(Dataset excerpts on object pointing)
══════════
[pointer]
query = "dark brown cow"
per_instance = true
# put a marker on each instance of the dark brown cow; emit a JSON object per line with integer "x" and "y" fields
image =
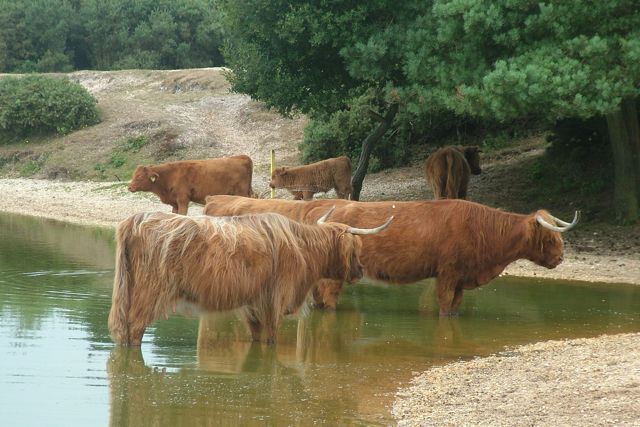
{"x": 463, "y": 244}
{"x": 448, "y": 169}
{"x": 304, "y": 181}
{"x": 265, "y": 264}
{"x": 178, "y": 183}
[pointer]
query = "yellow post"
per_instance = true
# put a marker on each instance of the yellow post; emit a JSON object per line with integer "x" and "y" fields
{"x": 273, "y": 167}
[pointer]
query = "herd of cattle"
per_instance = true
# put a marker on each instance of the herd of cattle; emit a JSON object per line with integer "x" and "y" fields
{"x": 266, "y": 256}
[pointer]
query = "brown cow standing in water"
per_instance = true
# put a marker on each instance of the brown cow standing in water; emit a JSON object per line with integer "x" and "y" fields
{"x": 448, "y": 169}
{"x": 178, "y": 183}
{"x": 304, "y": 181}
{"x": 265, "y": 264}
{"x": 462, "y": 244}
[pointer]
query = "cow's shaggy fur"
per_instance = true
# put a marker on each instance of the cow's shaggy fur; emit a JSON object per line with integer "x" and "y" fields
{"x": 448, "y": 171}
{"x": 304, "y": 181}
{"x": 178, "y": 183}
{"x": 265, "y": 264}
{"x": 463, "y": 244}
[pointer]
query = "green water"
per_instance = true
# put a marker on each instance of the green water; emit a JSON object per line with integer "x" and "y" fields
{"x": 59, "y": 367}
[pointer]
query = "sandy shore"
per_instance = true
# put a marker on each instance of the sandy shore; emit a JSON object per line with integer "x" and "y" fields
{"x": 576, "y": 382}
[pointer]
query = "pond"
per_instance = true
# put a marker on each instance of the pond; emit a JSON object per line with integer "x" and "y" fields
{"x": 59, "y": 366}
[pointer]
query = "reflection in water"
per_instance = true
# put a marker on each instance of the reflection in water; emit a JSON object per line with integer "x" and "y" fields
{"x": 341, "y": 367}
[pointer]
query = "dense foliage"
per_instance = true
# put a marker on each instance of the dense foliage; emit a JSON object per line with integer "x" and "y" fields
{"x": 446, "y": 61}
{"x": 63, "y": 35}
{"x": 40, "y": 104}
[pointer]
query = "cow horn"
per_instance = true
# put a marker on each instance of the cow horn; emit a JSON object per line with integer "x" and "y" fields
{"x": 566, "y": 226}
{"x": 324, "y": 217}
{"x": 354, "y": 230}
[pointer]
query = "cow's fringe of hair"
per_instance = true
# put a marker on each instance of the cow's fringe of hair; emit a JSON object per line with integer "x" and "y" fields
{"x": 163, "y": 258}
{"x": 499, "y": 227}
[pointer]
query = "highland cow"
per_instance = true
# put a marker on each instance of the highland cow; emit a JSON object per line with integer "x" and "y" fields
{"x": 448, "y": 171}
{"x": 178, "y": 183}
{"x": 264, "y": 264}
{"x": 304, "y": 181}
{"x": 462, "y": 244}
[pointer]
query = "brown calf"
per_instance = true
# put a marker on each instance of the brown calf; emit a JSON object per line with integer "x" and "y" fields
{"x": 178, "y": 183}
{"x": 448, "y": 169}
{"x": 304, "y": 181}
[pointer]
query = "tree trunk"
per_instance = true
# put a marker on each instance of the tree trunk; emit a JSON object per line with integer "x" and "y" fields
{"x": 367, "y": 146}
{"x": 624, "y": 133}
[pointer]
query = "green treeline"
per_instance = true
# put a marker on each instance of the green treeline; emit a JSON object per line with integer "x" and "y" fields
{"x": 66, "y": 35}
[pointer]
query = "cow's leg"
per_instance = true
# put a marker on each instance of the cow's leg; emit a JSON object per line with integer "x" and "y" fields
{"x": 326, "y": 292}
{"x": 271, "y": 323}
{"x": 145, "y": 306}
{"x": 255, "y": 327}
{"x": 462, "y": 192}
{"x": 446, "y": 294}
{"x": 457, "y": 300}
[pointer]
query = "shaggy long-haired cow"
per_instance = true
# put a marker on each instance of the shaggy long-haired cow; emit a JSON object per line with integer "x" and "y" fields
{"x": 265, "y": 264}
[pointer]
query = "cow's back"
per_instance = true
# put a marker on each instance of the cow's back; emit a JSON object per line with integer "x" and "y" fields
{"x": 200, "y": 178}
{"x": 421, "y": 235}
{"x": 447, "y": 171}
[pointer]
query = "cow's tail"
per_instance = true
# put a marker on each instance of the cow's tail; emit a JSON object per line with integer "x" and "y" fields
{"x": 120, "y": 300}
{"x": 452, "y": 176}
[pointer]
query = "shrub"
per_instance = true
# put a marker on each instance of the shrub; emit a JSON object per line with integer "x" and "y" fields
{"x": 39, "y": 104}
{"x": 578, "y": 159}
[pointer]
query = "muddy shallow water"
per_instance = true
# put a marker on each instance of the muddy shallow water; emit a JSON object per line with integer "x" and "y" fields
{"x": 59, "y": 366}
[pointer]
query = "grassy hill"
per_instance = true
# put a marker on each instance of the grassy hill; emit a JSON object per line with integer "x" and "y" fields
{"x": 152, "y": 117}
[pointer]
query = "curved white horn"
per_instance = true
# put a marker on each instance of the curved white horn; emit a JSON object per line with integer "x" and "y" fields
══════════
Omit the pictures, then quote the rest of the material above exactly.

> [EXPECTED ANSWER]
[pointer]
query = "dark brown cow"
per_instance = true
# put a marker on each instance of the dark brown cow; emit a JSON object per line with integer "x" and "y" fields
image =
{"x": 463, "y": 244}
{"x": 448, "y": 169}
{"x": 304, "y": 181}
{"x": 265, "y": 264}
{"x": 178, "y": 183}
[pointer]
query = "yellow post"
per_instance = true
# put a marker on each instance of the yellow post; emit a JSON object per line with integer "x" and "y" fields
{"x": 273, "y": 167}
[pointer]
query = "herd of cattle"
per_instance = true
# put a marker on each instance of the herd of cattle; emit a JSON object per line with integer "x" and "y" fields
{"x": 266, "y": 256}
[pointer]
query = "brown cow standing in water"
per_instance = true
# put a marker on each instance of the brown cow standing in water; emit a JSON object per line with integer "x" and "y" fields
{"x": 448, "y": 169}
{"x": 178, "y": 183}
{"x": 304, "y": 181}
{"x": 265, "y": 264}
{"x": 462, "y": 244}
[pointer]
query = "cow's shaggy fur"
per_instance = true
# put a marker on each instance of the cow's shaggy fur; emit a JSON object per line with integer "x" and "y" fields
{"x": 448, "y": 171}
{"x": 304, "y": 181}
{"x": 178, "y": 183}
{"x": 265, "y": 264}
{"x": 463, "y": 244}
[pointer]
query = "green water"
per_instance = true
# put a marker on each instance of the green water; emit a JSON object per line with integer "x" and "y" fields
{"x": 59, "y": 367}
[pointer]
query = "sandy shore"
per_instance = true
# put a marker on each instance of the sandy shore; emit a JSON object per line with integer "x" and "y" fields
{"x": 576, "y": 382}
[pointer]
query = "pond"
per_instance = true
# put a marker on each instance of the pond; emit a JSON object per line with integer "x" and "y" fields
{"x": 59, "y": 366}
[pointer]
query = "reflection in water"
per_instance = true
# put a marker on each instance of the reflection in water; emit a JSON object per line with integer "x" and "y" fields
{"x": 341, "y": 367}
[pointer]
query = "dense foliage"
per_instance = true
# put a marker on each instance of the dense foliage; emit a JSON object per line with integer "x" and "y" fields
{"x": 446, "y": 61}
{"x": 63, "y": 35}
{"x": 40, "y": 104}
[pointer]
query = "cow horn"
per_instance = true
# put a marker on each instance of the cow horn; emit a JSON object per line with integer "x" and "y" fields
{"x": 566, "y": 226}
{"x": 324, "y": 217}
{"x": 354, "y": 230}
[pointer]
query = "cow's fringe of hair"
per_instance = true
# put a marker on each instance of the cow's fringe of hair; emit a JSON object per line with integer "x" and "y" fields
{"x": 163, "y": 258}
{"x": 499, "y": 227}
[pointer]
query = "highland cow"
per_instance = true
# put a marker on each instance of the highland cow; emit a JSON object per line with integer "x" and "y" fields
{"x": 448, "y": 171}
{"x": 178, "y": 183}
{"x": 264, "y": 264}
{"x": 304, "y": 181}
{"x": 462, "y": 244}
[pointer]
query = "brown calf"
per_instance = true
# put a marker on each instance of the brown calf; emit a JSON object per line with integer "x" and "y" fields
{"x": 178, "y": 183}
{"x": 448, "y": 169}
{"x": 304, "y": 181}
[pointer]
query = "tree trunk"
per_instance = true
# put a marker on each instance of the tree trunk; emit a JSON object per line with integer "x" and "y" fields
{"x": 367, "y": 146}
{"x": 624, "y": 133}
[pointer]
query = "green treeline"
per_instance = true
# put a marker on each instance of the green treeline; emit a JSON object per line with integer "x" and "y" fields
{"x": 66, "y": 35}
[pointer]
query = "cow's leg"
per_instance = true
# put a marker on each instance of the cow's leg; emit a JSON object per line with integer "x" and "y" fields
{"x": 326, "y": 292}
{"x": 271, "y": 323}
{"x": 145, "y": 306}
{"x": 255, "y": 327}
{"x": 462, "y": 192}
{"x": 446, "y": 294}
{"x": 457, "y": 300}
[pointer]
query = "shaggy long-haired cow"
per_instance = true
# put a marker on each instance of the shaggy long-haired cow; emit a JSON object per line with integer "x" and "y" fields
{"x": 265, "y": 264}
[pointer]
query = "cow's back"
per_instance = true
# put a marker on each instance of the cow's back; emit a JSON object per line with integer "x" and "y" fields
{"x": 200, "y": 178}
{"x": 421, "y": 235}
{"x": 447, "y": 171}
[pointer]
query = "cow's tail"
per_instance = true
# put a marker on each instance of the cow's tail; emit a JSON object per line with integer "x" and "y" fields
{"x": 120, "y": 300}
{"x": 452, "y": 176}
[pointer]
query = "shrub"
per_instance = true
# put a marker on each instance of the shrub; emit a JSON object per line with integer "x" and "y" fields
{"x": 39, "y": 104}
{"x": 578, "y": 159}
[pointer]
query = "muddy shallow water"
per_instance = true
# put a marker on each instance of the muddy shallow water; emit a JSON object per line with integer "x" and "y" fields
{"x": 59, "y": 366}
[pointer]
query = "grassy hill"
per_instance = true
# put a marker on each instance of the grassy hill; emit a JSON object per line with integer "x" and "y" fields
{"x": 152, "y": 117}
[pointer]
query = "curved white horn"
per_instance = true
# put a marker on each instance of the curved white horn; emit a JSON object per line with integer "x" and "y" fields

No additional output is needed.